Tugas:
Tolong format seluruh materi di bawah ini menjadi tabel Markdown dengan kolom "No" untuk nomor urut dan kolom "Isi" untuk tiap baris, tanpa baris kosong. Gambar tidak dimasukkan ke dalam jawaban.

Data Hasil Ekstraksi:
-=-=-=-=-
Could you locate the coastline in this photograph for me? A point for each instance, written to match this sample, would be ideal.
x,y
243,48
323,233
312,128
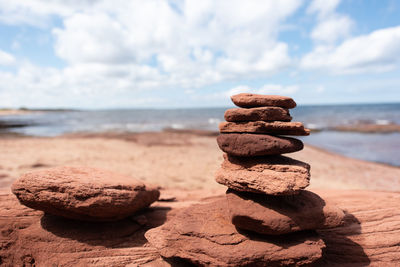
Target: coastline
x,y
178,160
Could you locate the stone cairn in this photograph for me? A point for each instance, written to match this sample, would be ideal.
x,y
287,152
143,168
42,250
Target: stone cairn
x,y
266,218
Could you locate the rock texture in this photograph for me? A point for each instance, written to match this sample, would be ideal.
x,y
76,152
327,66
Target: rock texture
x,y
204,235
249,145
275,175
277,215
83,193
257,114
275,127
370,235
246,100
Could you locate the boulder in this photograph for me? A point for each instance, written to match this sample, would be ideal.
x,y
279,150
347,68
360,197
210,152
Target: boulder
x,y
257,114
249,145
277,215
83,193
274,175
246,100
275,127
203,235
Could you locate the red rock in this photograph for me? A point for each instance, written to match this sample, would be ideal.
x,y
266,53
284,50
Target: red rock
x,y
277,215
275,127
257,114
204,235
274,175
249,145
369,237
246,100
83,193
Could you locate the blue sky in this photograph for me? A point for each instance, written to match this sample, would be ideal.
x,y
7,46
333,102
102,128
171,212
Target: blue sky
x,y
128,54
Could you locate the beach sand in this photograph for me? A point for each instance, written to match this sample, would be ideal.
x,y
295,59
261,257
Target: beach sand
x,y
174,160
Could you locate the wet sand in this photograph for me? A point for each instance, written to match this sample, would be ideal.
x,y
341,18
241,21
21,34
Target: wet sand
x,y
174,160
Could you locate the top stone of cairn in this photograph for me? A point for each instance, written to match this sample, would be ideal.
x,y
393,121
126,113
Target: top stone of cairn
x,y
246,100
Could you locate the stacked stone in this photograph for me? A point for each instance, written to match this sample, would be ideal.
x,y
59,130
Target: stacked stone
x,y
266,190
260,220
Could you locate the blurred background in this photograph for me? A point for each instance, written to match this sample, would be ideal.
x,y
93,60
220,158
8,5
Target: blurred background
x,y
144,66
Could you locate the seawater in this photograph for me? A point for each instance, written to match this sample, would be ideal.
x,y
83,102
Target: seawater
x,y
376,147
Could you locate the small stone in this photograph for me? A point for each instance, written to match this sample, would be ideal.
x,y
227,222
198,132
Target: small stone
x,y
204,235
246,100
262,127
257,114
277,215
273,175
83,193
249,145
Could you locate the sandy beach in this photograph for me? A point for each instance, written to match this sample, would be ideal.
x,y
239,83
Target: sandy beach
x,y
174,160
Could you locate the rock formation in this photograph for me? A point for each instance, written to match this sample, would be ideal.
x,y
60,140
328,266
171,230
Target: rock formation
x,y
83,193
267,217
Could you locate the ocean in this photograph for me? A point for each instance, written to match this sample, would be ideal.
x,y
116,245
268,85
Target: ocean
x,y
377,147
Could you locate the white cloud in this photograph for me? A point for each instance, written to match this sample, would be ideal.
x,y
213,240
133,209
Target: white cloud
x,y
136,45
376,52
332,29
323,7
331,26
6,58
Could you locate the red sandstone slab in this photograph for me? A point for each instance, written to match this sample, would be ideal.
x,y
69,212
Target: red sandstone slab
x,y
249,145
247,100
262,127
257,114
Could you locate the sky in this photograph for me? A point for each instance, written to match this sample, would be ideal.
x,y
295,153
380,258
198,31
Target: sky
x,y
170,54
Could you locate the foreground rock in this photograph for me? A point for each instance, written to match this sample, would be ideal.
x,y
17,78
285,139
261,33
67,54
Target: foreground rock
x,y
275,127
249,145
370,235
276,215
257,114
246,100
204,235
274,175
83,193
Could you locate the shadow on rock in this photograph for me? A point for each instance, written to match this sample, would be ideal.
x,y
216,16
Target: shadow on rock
x,y
340,249
128,232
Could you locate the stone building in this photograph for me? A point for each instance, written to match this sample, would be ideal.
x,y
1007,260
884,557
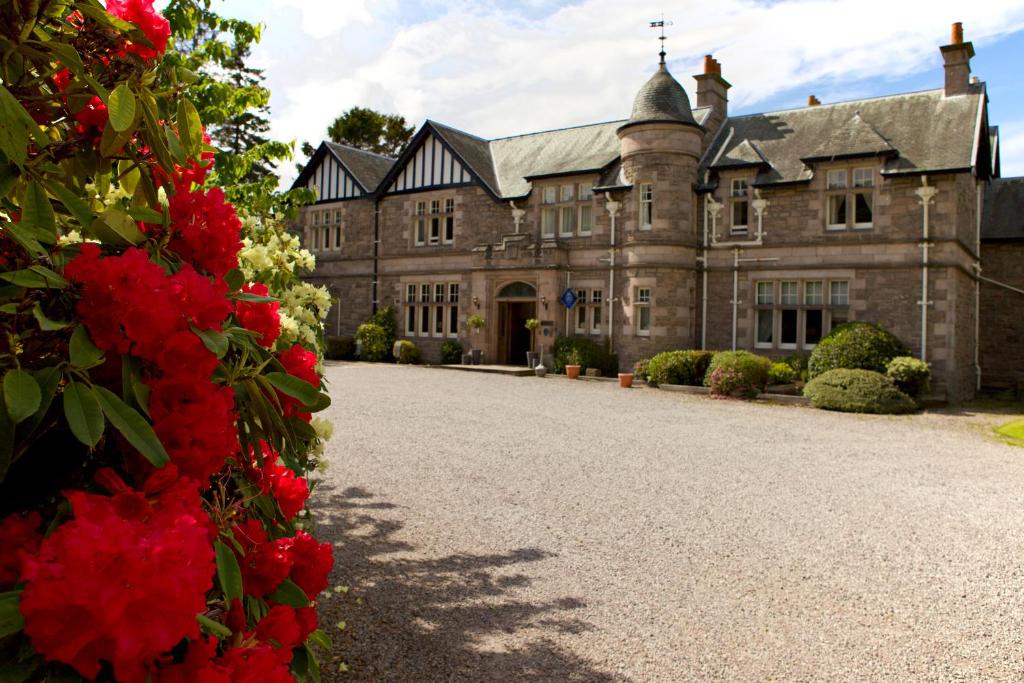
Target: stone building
x,y
685,227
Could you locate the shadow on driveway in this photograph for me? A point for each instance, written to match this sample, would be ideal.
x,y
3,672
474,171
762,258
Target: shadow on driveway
x,y
446,619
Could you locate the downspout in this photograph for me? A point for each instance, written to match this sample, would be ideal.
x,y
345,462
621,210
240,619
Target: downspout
x,y
926,194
-=-=-=-=-
Jawaban Tertulis:
| No | Isi |
|---|---|
| 1 | Could you locate the coastline in this photograph for me? A point for each instance, written to match this sample, would be ideal. |
| 2 | x,y |
| 3 | 243,48 |
| 4 | 323,233 |
| 5 | 312,128 |
| 6 | Target: coastline |
| 7 | x,y |
| 8 | 178,160 |
| 9 | Could you locate the stone cairn in this photograph for me? A point for each instance, written to match this sample, would be ideal. |
| 10 | x,y |
| 11 | 287,152 |
| 12 | 143,168 |
| 13 | 42,250 |
| 14 | Target: stone cairn |
| 15 | x,y |
| 16 | 266,218 |
| 17 | Could you locate the rock texture in this photograph for me? A point for each instance, written to match this sample, would be ideal. |
| 18 | x,y |
| 19 | 76,152 |
| 20 | 327,66 |
| 21 | Target: rock texture |
| 22 | x,y |
| 23 | 204,235 |
| 24 | 249,145 |
| 25 | 275,175 |
| 26 | 277,215 |
| 27 | 83,193 |
| 28 | 257,114 |
| 29 | 275,127 |
| 30 | 370,235 |
| 31 | 246,100 |
| 32 | Could you locate the boulder in this photograph for me? A point for each instance, written to match this sample, would be ideal. |
| 33 | x,y |
| 34 | 279,150 |
| 35 | 347,68 |
| 36 | 360,197 |
| 37 | 210,152 |
| 38 | Target: boulder |
| 39 | x,y |
| 40 | 257,114 |
| 41 | 249,145 |
| 42 | 277,215 |
| 43 | 83,193 |
| 44 | 274,175 |
| 45 | 246,100 |
| 46 | 275,127 |
| 47 | 203,235 |
| 48 | Could you locate the red rock in this photograph for me? A point for each instance, written to match this sample, would be ideal. |
| 49 | x,y |
| 50 | 266,53 |
| 51 | 284,50 |
| 52 | Target: red rock |
| 53 | x,y |
| 54 | 277,215 |
| 55 | 275,127 |
| 56 | 257,114 |
| 57 | 204,235 |
| 58 | 274,175 |
| 59 | 249,145 |
| 60 | 369,237 |
| 61 | 246,100 |
| 62 | 83,193 |
| 63 | Could you locate the blue sky in this photograph for me? A point for each instance, written to match this sample, would be ideal. |
| 64 | x,y |
| 65 | 7,46 |
| 66 | 333,102 |
| 67 | 102,128 |
| 68 | 171,212 |
| 69 | Target: blue sky |
| 70 | x,y |
| 71 | 128,54 |
| 72 | Could you locate the beach sand in this photograph for me? A point for each instance, written to match this sample, would be ideal. |
| 73 | x,y |
| 74 | 295,59 |
| 75 | 261,257 |
| 76 | Target: beach sand |
| 77 | x,y |
| 78 | 174,160 |
| 79 | Could you locate the wet sand in this photograph for me? A point for each instance, written to match this sample, would be ideal. |
| 80 | x,y |
| 81 | 341,18 |
| 82 | 241,21 |
| 83 | 21,34 |
| 84 | Target: wet sand |
| 85 | x,y |
| 86 | 174,160 |
| 87 | Could you locate the top stone of cairn in this photograph for me? A point for each instance, written to match this sample, would be ideal. |
| 88 | x,y |
| 89 | 393,121 |
| 90 | 126,113 |
| 91 | Target: top stone of cairn |
| 92 | x,y |
| 93 | 246,100 |
| 94 | Could you locate the stacked stone in this photograph for me? A point for each instance, written to match this sample, would be ideal. |
| 95 | x,y |
| 96 | 59,130 |
| 97 | Target: stacked stone |
| 98 | x,y |
| 99 | 266,190 |
| 100 | 260,220 |
| 101 | Could you locate the blurred background in this photograph for me? A point for each instance, written to match this sample, would be ideal. |
| 102 | x,y |
| 103 | 93,60 |
| 104 | 220,158 |
| 105 | 8,5 |
| 106 | Target: blurred background |
| 107 | x,y |
| 108 | 144,66 |
| 109 | Could you locate the seawater in this photograph for me? A point for each instance, written to match this sample, would be ideal. |
| 110 | x,y |
| 111 | 83,102 |
| 112 | Target: seawater |
| 113 | x,y |
| 114 | 376,147 |
| 115 | Could you locate the small stone in this photograph for me? A point for each instance, written to match this sample, would be ideal. |
| 116 | x,y |
| 117 | 227,222 |
| 118 | 198,132 |
| 119 | Target: small stone |
| 120 | x,y |
| 121 | 204,235 |
| 122 | 246,100 |
| 123 | 262,127 |
| 124 | 257,114 |
| 125 | 277,215 |
| 126 | 273,175 |
| 127 | 83,193 |
| 128 | 249,145 |
| 129 | Could you locate the sandy beach in this photograph for me? A point for each instance, written to match this sample, would be ideal. |
| 130 | x,y |
| 131 | 239,83 |
| 132 | Target: sandy beach |
| 133 | x,y |
| 134 | 174,160 |
| 135 | Could you locate the rock formation in this photograph for me? A point for each instance, written to match this sample, would be ideal. |
| 136 | x,y |
| 137 | 60,140 |
| 138 | 328,266 |
| 139 | 171,230 |
| 140 | Target: rock formation |
| 141 | x,y |
| 142 | 83,193 |
| 143 | 267,217 |
| 144 | Could you locate the ocean in this photograph for me? A point for each instance, written to match this sample, would be ideal. |
| 145 | x,y |
| 146 | 116,245 |
| 147 | 268,85 |
| 148 | Target: ocean |
| 149 | x,y |
| 150 | 377,147 |
| 151 | Could you locate the white cloud in this photograph for me? A point for each instance, written to match this sample, would be ideal. |
| 152 | x,y |
| 153 | 213,240 |
| 154 | 133,209 |
| 155 | Target: white cloud |
| 156 | x,y |
| 157 | 136,45 |
| 158 | 376,52 |
| 159 | 332,29 |
| 160 | 323,7 |
| 161 | 331,26 |
| 162 | 6,58 |
| 163 | Could you locate the red sandstone slab in this photograph for me? A point for each instance, written to match this sample, would be ideal. |
| 164 | x,y |
| 165 | 69,212 |
| 166 | Target: red sandstone slab |
| 167 | x,y |
| 168 | 249,145 |
| 169 | 247,100 |
| 170 | 262,127 |
| 171 | 257,114 |
| 172 | Could you locate the sky in this photograph for me? A point for each instance, written to match this sample, would be ideal. |
| 173 | x,y |
| 174 | 295,153 |
| 175 | 380,258 |
| 176 | 198,31 |
| 177 | Target: sky |
| 178 | x,y |
| 179 | 170,54 |
| 180 | Could you locate the foreground rock in this photograph for me? A point for each instance, written to match this sample, would be ideal. |
| 181 | x,y |
| 182 | 17,78 |
| 183 | 285,139 |
| 184 | 261,33 |
| 185 | 67,54 |
| 186 | Target: foreground rock |
| 187 | x,y |
| 188 | 275,127 |
| 189 | 249,145 |
| 190 | 370,235 |
| 191 | 276,215 |
| 192 | 257,114 |
| 193 | 246,100 |
| 194 | 204,235 |
| 195 | 274,175 |
| 196 | 83,193 |
| 197 | Could you locate the shadow on rock in this photograph for me? A point for each instance, written to match this sample, would be ideal. |
| 198 | x,y |
| 199 | 216,16 |
| 200 | Target: shadow on rock |
| 201 | x,y |
| 202 | 340,249 |
| 203 | 128,232 |
| 204 | Could you locate the stone building in this photograph for me? A point for each instance, written to match this sample, would be ideal. |
| 205 | x,y |
| 206 | 1007,260 |
| 207 | 884,557 |
| 208 | Target: stone building |
| 209 | x,y |
| 210 | 685,227 |
| 211 | Could you locate the shadow on driveway in this photograph for me? A point for each instance, written to match this sample, would be ideal. |
| 212 | x,y |
| 213 | 3,672 |
| 214 | 474,171 |
| 215 | 762,258 |
| 216 | Target: shadow on driveway |
| 217 | x,y |
| 218 | 446,619 |
| 219 | Could you locate the downspout in this photograph for me? A point for each instance, written to match this sample, would be ideal. |
| 220 | x,y |
| 221 | 345,462 |
| 222 | 621,210 |
| 223 | 240,619 |
| 224 | Target: downspout |
| 225 | x,y |
| 226 | 926,194 |